PROMPT
Extend the forum thread about factor scores and factor variance, starting right after its final reply.

I appreciate any thoughts.
Here is my code: WEIGHT IS W1;
STRATIFICATION IS STR;
CLUSTER IS NEWPSU;
SUBPOPULATION IS EX EQ 1;
MISSING ARE .;
IDVARIABLE IS id;
TYPE = GENERAL COMPLEX;
!MEASUREMENT MODEL F1 BY V1 V2 V3 V4 V5 ; F2 BY V6 V7 V8 V9 V10 ;
I tried to estimate an IRT-Model, which works, yet it does not return factor scores, but strangely enough there is also no error message. It seems like this or some similar problem was addressed in the forum before, at least there is a thread from Goran Milacevic posted on Saturday, July 12, 2008 - 1:20 am which sounds similar. Can you reconstruct what the solution was back then?
Thank you very much in advance for your advice! Michael
Loadings and therefore factor scores are different in EFA than CFA because the models are different, with different degrees of freedom. EFA presents standardized loadings because a correlation matrix is analyzed whereas CFA uses a covariance matrix so that only the standardized solution is close to the EFA.
You should watch the video of our Topic 1 course to learn more about these matters.
Kerry Lee posted on Sunday, November 20, 2011 - 8:25 pm
Dear Drs Muthen,
I am running a confirmatory CFA. Depending on the indicator to which the scale of the factor is fixed, the variance of the factor does not always attain significance. Specifically, when I fixed the metric of the latent to the indicator with the largest loading (i.e., when the factor variance was fixed at one), it failed to attain significance (p = .076). It attains significance when its metric is fixed to one of the other two indicators. To obtain more information on the distribution of the latent, I generated some histograms using the PLOT2 command. When I asked to "view descriptive statistics", the variance value (.133) differs from that in the text output (.147). Would you have some suggestions on why there is a discrepancy? My second question relates to the Kurtosis value. Has it been rescaled, with zero denoting no departure from normality?
Kerry Lee posted on Sunday, November 20, 2011 - 8:34 pm
Regarding my previous post, the histograms were generated using PLOT3, not 2.
I think what you are seeing is the difference between the estimated factor variance parameter and the variance of the estimated factor scores. They are not expected to be the same. Yes, Kurtosis zero is no such departure.
Kerry Lee posted on Sunday, November 20, 2011 - 8:45 pm
Regarding my previous post, the histograms were generated using PLOT3, not 2.
Kerry Lee posted on Sunday, November 20, 2011 - 8:54 pm
Thanks very much for the quick reply. I want to say something about whether there is a significant amount of variance in the latent factor, should I report the value from the text output (I assume this is the estimated factor variance parameter).
Yes, use the estimated factor variance parameter and its SE in the printed output.

RAW DATA

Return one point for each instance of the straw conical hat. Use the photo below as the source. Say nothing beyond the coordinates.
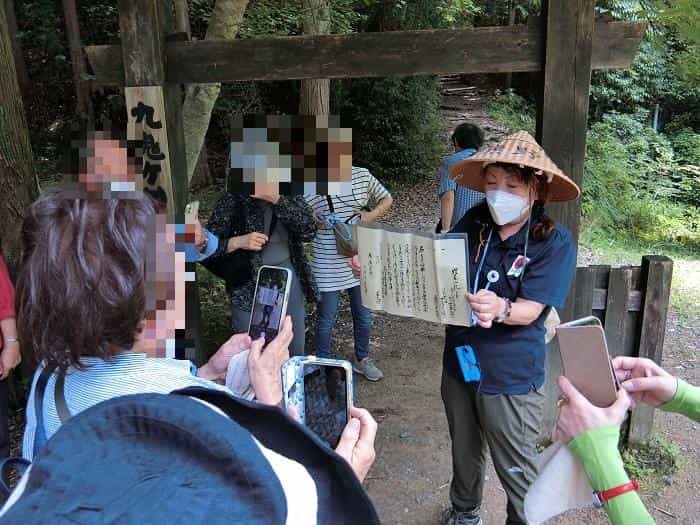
(521, 149)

RESPONSE FOR THIS EXERCISE
nanda mooij posted on Wednesday, December 07, 2011 - 7:48 am
Dear Drs. Muthen,
I have a model with first, second and third order factors, and I want to estimate the factor scores of the first and second order factors with the calculated item parameters of the third order factors. Now I am wondering if I could get these factor scores through putting the item parameters of the third order factors in the input. The items have 3 categories, so are polytomous and are non-ordered. I saw the appendix about the estimation of factor scores, but that's only about dichotomous or continuous y-variables... So can I put item parameters in the input and if not, where can I find an appendix about estimating factor scores of categorical, non-ordered, y-variables?
You can obtain factor scores for all of the factors using the FSCORES option of the SAVEDATA command. See Technical Appendix 11 on the website.
nanda mooij posted on Thursday, December 08, 2011 - 9:21 am
Dear Drs. Muthen,
I know that I can obtain the factor scores for all the factors at once, but I actually want to obtain the factor scores of the total scale using the itemparameters of the subscales (so I first estimate the item parameters of the subscales per subscale, and I want to use these itemparameters to estimate the factor scores of the the total scale). So actually what I want to do is the way it is done in MULTILOG, where I must provide a file with the itemparameters I want to use in it. I'm wondering if this is also possible in Mplus to put a reference of the itemparameters in the input. I hope I'm explaining myself better now.
We are running a CFA with categorical indicators in which some loadings and thresholds are fixed (and others are not). We want to obtain factor scores. Mplus tells us that "FACTOR SCORES CAN NOT BE COMPUTED FOR THIS MODEL DUE TO A REGRESSION ON A DEPENDENT VARIABLE". What does this mean? We have no regressions in the model, or other path structure, apart from a CFA.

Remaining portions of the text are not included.